#### The exercise:
Word for word, transcribe the lines from the one containing "Question. For every instance of the van" through the end of the entries, both included, and nothing else.

-- begin Data rows --

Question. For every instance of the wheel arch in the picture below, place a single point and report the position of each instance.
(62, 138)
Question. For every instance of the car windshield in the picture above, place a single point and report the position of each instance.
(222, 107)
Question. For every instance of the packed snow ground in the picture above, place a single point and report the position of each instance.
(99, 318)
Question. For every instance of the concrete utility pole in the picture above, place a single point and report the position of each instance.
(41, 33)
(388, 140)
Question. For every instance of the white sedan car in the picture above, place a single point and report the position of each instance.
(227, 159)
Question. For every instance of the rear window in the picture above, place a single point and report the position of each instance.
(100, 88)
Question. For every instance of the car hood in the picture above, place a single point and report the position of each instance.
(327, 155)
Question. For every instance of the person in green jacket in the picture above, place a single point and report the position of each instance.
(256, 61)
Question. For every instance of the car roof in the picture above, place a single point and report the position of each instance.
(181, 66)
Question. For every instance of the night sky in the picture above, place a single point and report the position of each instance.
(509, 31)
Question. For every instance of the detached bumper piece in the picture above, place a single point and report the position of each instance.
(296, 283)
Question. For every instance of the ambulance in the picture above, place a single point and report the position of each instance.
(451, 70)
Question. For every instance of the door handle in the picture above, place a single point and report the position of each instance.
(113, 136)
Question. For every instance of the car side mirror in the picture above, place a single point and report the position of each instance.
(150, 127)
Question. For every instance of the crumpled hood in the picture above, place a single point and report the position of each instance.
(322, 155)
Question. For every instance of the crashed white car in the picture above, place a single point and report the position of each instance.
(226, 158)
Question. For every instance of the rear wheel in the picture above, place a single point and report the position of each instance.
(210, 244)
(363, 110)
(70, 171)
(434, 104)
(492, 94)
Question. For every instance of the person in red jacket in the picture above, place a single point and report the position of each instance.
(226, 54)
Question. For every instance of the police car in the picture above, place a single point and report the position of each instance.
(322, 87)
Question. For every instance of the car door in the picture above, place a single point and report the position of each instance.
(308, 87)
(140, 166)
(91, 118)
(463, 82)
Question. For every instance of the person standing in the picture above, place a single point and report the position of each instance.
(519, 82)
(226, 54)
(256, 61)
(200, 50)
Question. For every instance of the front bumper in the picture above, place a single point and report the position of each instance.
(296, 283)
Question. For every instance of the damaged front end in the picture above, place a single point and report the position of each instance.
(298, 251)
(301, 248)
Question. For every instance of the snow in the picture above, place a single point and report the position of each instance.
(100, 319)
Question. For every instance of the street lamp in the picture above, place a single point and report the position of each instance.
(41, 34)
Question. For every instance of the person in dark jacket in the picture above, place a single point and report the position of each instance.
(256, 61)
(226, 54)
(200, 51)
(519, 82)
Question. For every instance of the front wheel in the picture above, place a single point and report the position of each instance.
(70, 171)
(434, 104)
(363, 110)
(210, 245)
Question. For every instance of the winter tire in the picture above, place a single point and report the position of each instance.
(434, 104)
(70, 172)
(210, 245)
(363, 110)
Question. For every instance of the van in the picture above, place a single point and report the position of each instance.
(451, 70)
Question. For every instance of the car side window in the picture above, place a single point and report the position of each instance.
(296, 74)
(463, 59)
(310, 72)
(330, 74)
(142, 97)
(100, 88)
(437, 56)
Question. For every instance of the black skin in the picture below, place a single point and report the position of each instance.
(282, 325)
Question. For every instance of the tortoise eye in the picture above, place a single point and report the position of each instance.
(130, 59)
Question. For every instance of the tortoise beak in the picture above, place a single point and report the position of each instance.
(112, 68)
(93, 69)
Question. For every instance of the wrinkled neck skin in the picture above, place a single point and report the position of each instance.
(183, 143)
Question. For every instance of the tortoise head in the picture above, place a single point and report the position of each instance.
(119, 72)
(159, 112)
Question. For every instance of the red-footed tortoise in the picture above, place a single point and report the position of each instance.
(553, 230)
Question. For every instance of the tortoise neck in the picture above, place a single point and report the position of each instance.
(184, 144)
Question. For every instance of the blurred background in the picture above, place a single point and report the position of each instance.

-- end Data rows --

#### Written solution:
Question. For every instance of the van in the picture above, place a single point and report the position of each instance.
(451, 70)
Question. For every instance of the car side window in the picture above, place a single point and report the position of each instance.
(296, 74)
(463, 59)
(310, 72)
(330, 74)
(142, 97)
(100, 88)
(437, 56)
Question. For every instance of the black skin in the picture below, place a single point and report the position of each instance.
(282, 325)
Question. For every instance of the tortoise eye in the picture above, place a single point and report the position of each instance.
(130, 59)
Question. For every instance of the tortoise beak in the picture above, place a single point and report the position of each instance.
(112, 68)
(93, 69)
Question. For every instance of the wrinkled neck skin in the picture above, place a single point and report the position of each instance.
(183, 143)
Question. For every instance of the tortoise head in the picture above, place a single point and report the position of each instance.
(119, 72)
(159, 112)
Question. For every instance of the red-footed tortoise in the picture above, place a single point and report the position of each instance.
(553, 230)
Question. For every instance of the tortoise neck in the picture above, place a single point and report the position of each instance.
(184, 144)
Question. For every instance of the blurred background in the picture above, place a single point and report the position of each instance.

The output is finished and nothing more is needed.